> _TEXTE EXTRAIT_
>>>>

Antonia Eiriz: Ensamblajes, Museo Nacional de Bellas Artes, La Havane, 1964
→Antonia Eiriz: Tributo a una legenda, Museum of Art, Fort Lauderdale, 1995
Peintre cubaine.
Formée à l’académie des beaux-arts de San Alejandro à La Havane, Antonia Eiriz obtient son diplôme en 1957. Réfractaire à l’académisme de l’institution, elle adhère, en 1954, au Grupo de los once (« groupe des onze »), dont les membres rejettent la « cubanité » et le style pittoresque des premiers modernistes au profit d’un langage abstrait aux accents expressionnistes. En 1959, le milieu artistique cubain salue avec espoir le triomphe de la révolution commandée par Fidel Castro, ouvrant une courte période de libre et fébrile activité culturelle. La peintre développe donc l’essentiel de son œuvre pendant les années 1960 : elle abandonne alors l’abstraction et en garde l’approche expressionniste. Figure centrale de la Nouvelle Figuration cubaine, elle est invitée à ce titre à la Biennale de São Paulo de 1961. Les personnages monstrueux qui peuplent ses grandes toiles et ses dessins – notamment pour la revue critique Lunes – transmettent une vision tragique de l’humanité, qui reflète sa déception progressive vis-à-vis du nouveau régime. Son œuvre la plus connue est une Annonciation (1963), dont l’apparition, qui fait reculer de terreur la femme enceinte assise devant sa machine à coudre, n’est autre que l’ange de la mort.
Quand Cuba rejoint l’orbite soviétique à la fin des années 1960, les artistes sont soumis à la propagande du réalisme soviétique. En protestation, A. Eiriz cesse brusquement de peindre en 1968 mais poursuit cependant son activité pédagogique en tant que professeure dans plusieurs institutions officielles, ce qui aura un énorme impact sur les générations artistiques suivantes. La dégradation des conditions de vie dans son pays après la chute de l’URSS la plonge dans une profonde dépression. Grâce à une ordonnance médicale, elle obtient, avec son mari, l’autorisation de quitter le pays en 1993. À peine arrivée aux États-Unis, à Miami, elle recommence à peindre : 25 toiles de grand format, une pour chaque année de silence, peintes entre 1993 et 1995, année de sa mort, prolongent sa vision tragique. Vereda tropical [« Chemin tropical », 1995] dénonce ainsi violemment le dogmatisme réactionnaire des exilés de Miami ; le titre reprend celui d’une chanson populaire faisant partie intégrante de l’imaginaire nostalgique qui sous-tend leur militantisme. Mais si ce chant évoque une promenade idyllique dans un chemin luxuriant, le tableau présente, quant à lui, un chemin menant vers un horizon où la lumière d’un soleil mourant dévoile un champ semé de têtes coupées.

<<<<

> _DONNÉES DISPONIBLES_

>>>>

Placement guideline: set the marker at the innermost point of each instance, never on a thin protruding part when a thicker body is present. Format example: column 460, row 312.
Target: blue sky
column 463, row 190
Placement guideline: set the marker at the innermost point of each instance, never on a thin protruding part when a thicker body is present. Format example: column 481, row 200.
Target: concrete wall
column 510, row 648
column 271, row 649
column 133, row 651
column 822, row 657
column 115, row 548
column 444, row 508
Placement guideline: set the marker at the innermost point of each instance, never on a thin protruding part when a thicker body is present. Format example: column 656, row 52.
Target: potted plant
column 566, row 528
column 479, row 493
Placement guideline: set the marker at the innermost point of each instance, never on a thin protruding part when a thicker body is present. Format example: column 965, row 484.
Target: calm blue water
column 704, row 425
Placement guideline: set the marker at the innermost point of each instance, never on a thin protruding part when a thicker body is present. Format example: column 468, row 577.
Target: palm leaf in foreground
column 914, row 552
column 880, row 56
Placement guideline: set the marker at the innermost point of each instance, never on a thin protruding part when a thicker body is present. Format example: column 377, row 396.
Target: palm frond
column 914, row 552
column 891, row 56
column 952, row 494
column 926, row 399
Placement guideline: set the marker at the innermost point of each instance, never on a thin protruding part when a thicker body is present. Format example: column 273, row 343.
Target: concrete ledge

<<<<

> _CONSIGNES DE TRAVAIL_
1. D'après la notice sur Antonia Eiriz, pourquoi la peintre cesse-t-elle brusquement de peindre en 1968 ? Répondez en une à trois phrases.
2. Reproduisez le passage de la notice sur Antonia Eiriz qui va de "Antonia Eiriz: Ensamblajes, Museo" jusqu'à "Peintre cubaine.".

> _LISTE DES RÉPONSES_
1. Antonia Eiriz cesse de peindre en 1968 par protestation. À la fin des années 1960, Cuba rejoint l'orbite soviétique et les artistes sont soumis à la propagande du réalisme soviétique.

2.
Antonia Eiriz: Ensamblajes, Museo Nacional de Bellas Artes, La Havane, 1964
→Antonia Eiriz: Tributo a una legenda, Museum of Art, Fort Lauderdale, 1995
Peintre cubaine.